- _Exercise objective_
Every line of the data must be copied exactly.

----------------------------------------

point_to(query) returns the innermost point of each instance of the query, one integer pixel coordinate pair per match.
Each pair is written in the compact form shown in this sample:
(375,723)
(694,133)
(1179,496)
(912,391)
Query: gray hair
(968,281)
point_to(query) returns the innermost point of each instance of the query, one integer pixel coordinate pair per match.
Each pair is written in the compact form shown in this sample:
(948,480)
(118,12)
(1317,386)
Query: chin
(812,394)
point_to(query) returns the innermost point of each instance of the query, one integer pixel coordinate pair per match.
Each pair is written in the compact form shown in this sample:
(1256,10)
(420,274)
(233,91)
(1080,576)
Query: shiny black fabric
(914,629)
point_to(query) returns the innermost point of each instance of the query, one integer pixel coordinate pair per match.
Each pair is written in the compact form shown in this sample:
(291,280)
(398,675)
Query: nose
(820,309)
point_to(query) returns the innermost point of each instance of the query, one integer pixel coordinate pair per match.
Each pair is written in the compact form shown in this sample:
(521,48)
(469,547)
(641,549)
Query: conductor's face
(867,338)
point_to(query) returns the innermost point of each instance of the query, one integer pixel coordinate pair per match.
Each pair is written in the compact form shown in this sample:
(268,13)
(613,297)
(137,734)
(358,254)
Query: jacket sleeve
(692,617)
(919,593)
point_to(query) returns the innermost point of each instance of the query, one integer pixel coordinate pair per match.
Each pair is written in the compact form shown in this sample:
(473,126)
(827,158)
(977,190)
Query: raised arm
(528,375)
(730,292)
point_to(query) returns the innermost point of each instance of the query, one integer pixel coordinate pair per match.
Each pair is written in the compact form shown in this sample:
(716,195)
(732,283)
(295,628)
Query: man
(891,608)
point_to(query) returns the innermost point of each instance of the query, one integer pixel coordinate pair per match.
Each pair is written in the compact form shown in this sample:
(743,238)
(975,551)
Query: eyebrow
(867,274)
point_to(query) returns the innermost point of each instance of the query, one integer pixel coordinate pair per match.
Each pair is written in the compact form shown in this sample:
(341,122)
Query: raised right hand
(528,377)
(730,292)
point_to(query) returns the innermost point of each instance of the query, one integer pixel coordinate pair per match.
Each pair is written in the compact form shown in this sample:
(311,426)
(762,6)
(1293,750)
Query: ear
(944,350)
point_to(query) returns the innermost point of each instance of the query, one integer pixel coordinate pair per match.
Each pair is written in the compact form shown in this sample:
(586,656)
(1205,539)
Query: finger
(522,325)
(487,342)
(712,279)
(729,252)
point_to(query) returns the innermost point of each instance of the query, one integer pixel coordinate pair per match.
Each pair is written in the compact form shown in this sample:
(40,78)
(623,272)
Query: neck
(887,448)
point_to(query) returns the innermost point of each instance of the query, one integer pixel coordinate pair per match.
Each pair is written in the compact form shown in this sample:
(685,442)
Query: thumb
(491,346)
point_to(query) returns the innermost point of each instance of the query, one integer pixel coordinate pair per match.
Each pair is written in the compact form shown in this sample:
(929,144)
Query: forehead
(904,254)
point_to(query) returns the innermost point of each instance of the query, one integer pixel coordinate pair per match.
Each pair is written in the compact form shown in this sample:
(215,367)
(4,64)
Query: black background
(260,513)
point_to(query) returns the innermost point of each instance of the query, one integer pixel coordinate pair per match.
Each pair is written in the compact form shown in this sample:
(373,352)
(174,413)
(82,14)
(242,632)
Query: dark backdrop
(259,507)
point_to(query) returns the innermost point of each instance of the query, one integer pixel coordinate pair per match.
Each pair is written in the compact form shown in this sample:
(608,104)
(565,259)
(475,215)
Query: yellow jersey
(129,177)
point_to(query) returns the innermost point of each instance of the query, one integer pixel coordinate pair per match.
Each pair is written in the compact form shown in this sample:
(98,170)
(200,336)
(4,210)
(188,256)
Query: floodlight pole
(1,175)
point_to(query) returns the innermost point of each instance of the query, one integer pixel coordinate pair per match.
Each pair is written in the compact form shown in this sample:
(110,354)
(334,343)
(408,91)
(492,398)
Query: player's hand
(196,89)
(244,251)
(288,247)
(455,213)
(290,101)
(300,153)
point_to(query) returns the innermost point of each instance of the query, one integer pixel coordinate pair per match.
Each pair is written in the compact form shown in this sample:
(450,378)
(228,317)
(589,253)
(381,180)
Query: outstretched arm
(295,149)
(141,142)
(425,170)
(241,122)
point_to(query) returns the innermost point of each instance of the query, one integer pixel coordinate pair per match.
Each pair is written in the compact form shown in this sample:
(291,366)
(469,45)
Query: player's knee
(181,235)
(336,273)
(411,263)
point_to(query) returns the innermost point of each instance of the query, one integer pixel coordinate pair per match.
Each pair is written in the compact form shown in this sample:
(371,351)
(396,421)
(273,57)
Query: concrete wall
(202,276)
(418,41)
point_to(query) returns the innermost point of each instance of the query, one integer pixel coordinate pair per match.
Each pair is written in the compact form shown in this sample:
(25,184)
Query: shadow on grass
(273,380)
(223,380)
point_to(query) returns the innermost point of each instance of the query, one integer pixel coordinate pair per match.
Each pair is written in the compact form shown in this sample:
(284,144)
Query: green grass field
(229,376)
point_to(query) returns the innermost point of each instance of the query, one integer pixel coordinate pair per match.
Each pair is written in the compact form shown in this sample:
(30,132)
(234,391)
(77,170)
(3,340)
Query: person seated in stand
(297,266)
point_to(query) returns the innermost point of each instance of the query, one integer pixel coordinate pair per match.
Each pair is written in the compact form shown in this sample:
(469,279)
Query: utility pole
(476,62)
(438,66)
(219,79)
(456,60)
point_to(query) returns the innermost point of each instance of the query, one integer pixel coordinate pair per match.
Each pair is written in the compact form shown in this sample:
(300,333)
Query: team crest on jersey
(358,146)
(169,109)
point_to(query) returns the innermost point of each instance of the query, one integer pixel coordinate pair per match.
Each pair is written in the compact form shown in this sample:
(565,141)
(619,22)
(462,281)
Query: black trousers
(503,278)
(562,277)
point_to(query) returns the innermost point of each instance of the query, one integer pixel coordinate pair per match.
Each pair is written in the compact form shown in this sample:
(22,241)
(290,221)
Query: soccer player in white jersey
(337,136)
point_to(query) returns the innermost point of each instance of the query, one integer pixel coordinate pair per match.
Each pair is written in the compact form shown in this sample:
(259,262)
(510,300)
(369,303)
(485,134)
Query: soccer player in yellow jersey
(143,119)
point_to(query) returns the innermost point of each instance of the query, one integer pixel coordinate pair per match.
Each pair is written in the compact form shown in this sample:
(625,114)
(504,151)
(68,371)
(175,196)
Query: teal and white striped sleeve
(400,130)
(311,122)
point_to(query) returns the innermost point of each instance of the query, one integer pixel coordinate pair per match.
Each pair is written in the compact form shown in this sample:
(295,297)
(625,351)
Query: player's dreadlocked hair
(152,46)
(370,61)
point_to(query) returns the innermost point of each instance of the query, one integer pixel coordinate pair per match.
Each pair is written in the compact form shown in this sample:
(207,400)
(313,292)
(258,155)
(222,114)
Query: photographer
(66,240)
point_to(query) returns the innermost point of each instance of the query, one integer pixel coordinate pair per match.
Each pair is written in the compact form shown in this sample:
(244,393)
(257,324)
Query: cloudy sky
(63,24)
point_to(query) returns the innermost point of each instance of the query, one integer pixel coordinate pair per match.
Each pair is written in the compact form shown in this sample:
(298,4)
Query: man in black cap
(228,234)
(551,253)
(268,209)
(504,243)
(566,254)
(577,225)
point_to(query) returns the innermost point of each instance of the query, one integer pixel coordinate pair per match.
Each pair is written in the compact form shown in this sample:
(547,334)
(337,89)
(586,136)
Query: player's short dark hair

----------------------------------------

- _Solution for this exercise_
point_to(query) returns the innermost point of each instance of the query, one integer pixel coordinate pair per match.
Each pair is written in the compact form shown in this sample:
(375,723)
(694,133)
(1179,496)
(912,391)
Query: gray hair
(968,281)
point_to(query) returns the innermost point of each instance of the query, one integer pixel coordinate pair per match.
Each pair is written in the compact form shown in this sample:
(948,480)
(118,12)
(1317,386)
Query: chin
(812,394)
point_to(query) returns the innermost point of each instance of the query, one integer pixel coordinate pair per match.
Each pair is written in the compact form shown in this sample:
(1256,10)
(420,274)
(233,91)
(1080,576)
Query: shiny black fabric
(914,629)
point_to(query) returns the innermost point of each instance of the query, one integer pixel coordinate pair per match.
Each pair is written in the compact form shown in this sample:
(291,280)
(398,675)
Query: nose
(820,309)
point_to(query) returns the innermost point of each instance of the query, one integer pixel coordinate pair per match.
Each pair is written in the compact form shown in this sample:
(521,48)
(469,547)
(641,549)
Query: conductor's face
(867,338)
point_to(query) returns the innermost point of each instance of the query, one integer pixel coordinate pair per match.
Each pair is written in the compact form shown in this sample:
(268,13)
(613,297)
(137,734)
(358,254)
Query: jacket sleeve
(692,617)
(919,593)
point_to(query) returns the innermost point of each instance of the query, one integer pixel coordinate pair per match.
Each pair is written in the compact form shown in this sample:
(473,126)
(827,158)
(977,190)
Query: raised arm
(528,375)
(730,292)
point_to(query) returns the innermost point of each instance of the query, one integer pixel coordinate pair per match.
Each pair is written in the compact form shown in this sample:
(716,195)
(732,283)
(295,628)
Query: man
(891,608)
point_to(query) returns the innermost point of each instance of the query, one integer pixel coordinate pair per match.
Each pair is written in the compact form shown in this sample:
(743,238)
(975,551)
Query: eyebrow
(867,274)
point_to(query) returns the innermost point of each instance of the query, one integer pixel coordinate pair per match.
Each pair is written in the compact form shown in this sample:
(341,122)
Query: raised right hand
(528,377)
(730,292)
point_to(query) returns the innermost point of each instance of the query, one integer pixel coordinate pair per match.
Each pair is written in the compact form shown in this sample:
(311,426)
(762,6)
(1293,750)
Query: ear
(944,350)
point_to(query) returns the innermost point of each instance of the query, one integer pixel coordinate pair per match.
Each pair is written in the compact form shown in this sample:
(586,656)
(1205,539)
Query: finger
(522,325)
(487,342)
(712,279)
(729,252)
point_to(query) returns the innermost point of each instance of the query, one integer pixel coordinate pair per match.
Each pair is written in the compact form shown in this sample:
(40,78)
(623,272)
Query: neck
(887,448)
point_to(query) returns the innermost point of each instance of the query, one integer pixel coordinate pair per match.
Each pair is written in the compact form shown in this sample:
(685,442)
Query: thumb
(491,346)
point_to(query) returns the innermost point of each instance of the query, one integer pixel coordinate pair per match.
Each pair is written in the compact form shown in this sample:
(929,144)
Query: forehead
(904,254)
point_to(query) returns the innermost point of each instance of the query, one integer pixel coordinate pair per match.
Each pair is written in the compact form shown in this sample:
(215,367)
(4,64)
Query: black background
(260,513)
point_to(query) returns the innermost point of each instance of the query, one integer pixel coordinate pair per match.
Each pair is written in the compact form shown in this sample:
(373,352)
(174,413)
(82,14)
(242,632)
Query: dark backdrop
(259,507)
point_to(query) returns the innermost point of each instance of the query, one integer pixel coordinate pair per match.
Each pair is written in the compact form shown in this sample:
(608,104)
(565,259)
(475,215)
Query: yellow jersey
(129,177)
point_to(query) returns the innermost point of each instance of the query, one integer pixel coordinate pair per match.
Each pair is written in the compact form shown in this sample:
(98,170)
(200,336)
(4,210)
(188,256)
Query: floodlight pole
(1,175)
point_to(query) returns the innermost point of each instance of the query, one integer pixel coordinate pair per match.
Each pair is written in the compact form shown in this sample:
(110,354)
(334,343)
(408,91)
(492,398)
Query: player's hand
(196,89)
(244,251)
(288,247)
(455,213)
(290,101)
(300,153)
point_to(query) returns the innermost point of each instance of the query, one integer pixel coordinate pair per match.
Each pair is written in the compact form shown in this sample:
(450,378)
(228,317)
(589,253)
(381,180)
Query: outstretched arm
(295,149)
(141,142)
(425,170)
(241,122)
point_to(query) returns the innermost point of each instance of the query, one integer pixel coordinate pair per match.
Each pair is written in the compact form shown in this sample:
(291,366)
(469,45)
Query: player's knee
(181,235)
(336,273)
(411,263)
point_to(query) returns the innermost point of each instance of the query, one integer pixel coordinate pair per match.
Each pair is written in the compact form shown in this sample:
(371,351)
(396,421)
(273,57)
Query: concrete wall
(202,276)
(418,41)
point_to(query) returns the innermost point of each instance of the query, one integer pixel coordinate pair per match.
Each pair is written in the compact form shown in this sample:
(25,184)
Query: shadow on grass
(273,380)
(223,380)
point_to(query) returns the innermost point of each instance of the query, one integer pixel coordinate pair per match.
Each pair is written in the compact form shown in this sample:
(284,144)
Query: green grass field
(229,376)
point_to(query) returns the innermost point of each instance of the query, one integer pixel coordinate pair per match.
Each pair is written in the compact form shown in this sample:
(30,132)
(234,391)
(77,170)
(3,340)
Query: person seated in stand
(297,266)
point_to(query) returns the innermost point of each instance of the query, one integer pixel coordinate pair per match.
Each pair is written in the compact form shown in this sample:
(469,279)
Query: utility pole
(476,62)
(438,66)
(219,79)
(456,60)
point_to(query) returns the innermost point of each instance of the query, one integer pixel coordinate pair per match.
Each pair is written in the compact form shown in this sample:
(300,333)
Query: team crest on jersey
(358,146)
(169,109)
point_to(query) returns the innermost point of each instance of the query, one integer pixel coordinate pair per match.
Each pair is written in the compact form shown in this sample:
(565,141)
(619,22)
(462,281)
Query: black trousers
(503,278)
(562,277)
point_to(query) returns the innermost point of each instance of the query, one integer pixel coordinate pair per match.
Each pair is written in the compact form shown in this sample:
(22,241)
(290,221)
Query: soccer player in white jersey
(337,136)
point_to(query) returns the innermost point of each instance of the query, one integer pixel coordinate pair per match.
Each pair is written in the compact form shown in this sample:
(259,262)
(510,300)
(369,303)
(485,134)
Query: soccer player in yellow jersey
(143,119)
point_to(query) returns the innermost point of each instance of the query, one integer pixel coordinate pair per match.
Each pair is written in the compact form shown in this sample:
(625,114)
(504,151)
(68,371)
(175,196)
Query: teal and white striped sleeve
(400,130)
(311,122)
point_to(query) returns the innermost point of each instance of the query, one integer pixel coordinate pair per match.
Each pair is written in the compact form shown in this sample:
(295,297)
(625,351)
Query: player's dreadlocked hair
(152,46)
(370,61)
point_to(query) returns the innermost point of each instance of the query, one integer pixel coordinate pair per match.
Each pair is written in the compact form shown in this sample:
(207,400)
(313,292)
(258,155)
(222,114)
Query: photographer
(66,240)
point_to(query) returns the innermost point of each instance of the query, one integer pixel coordinate pair per match.
Each pair is written in the compact form shown in this sample:
(244,393)
(257,324)
Query: cloudy sky
(63,24)
point_to(query) returns the innermost point of each instance of the query, one integer pixel coordinate pair per match.
Each pair is written in the compact form shown in this sample:
(298,4)
Query: man in black cap
(228,234)
(551,253)
(268,209)
(504,243)
(566,254)
(577,225)
point_to(query) returns the innermost point of each instance of the query, one integer pixel coordinate pair per match.
Each pair is written in the compact form shown in this sample:
(547,334)
(337,89)
(586,136)
Query: player's short dark hair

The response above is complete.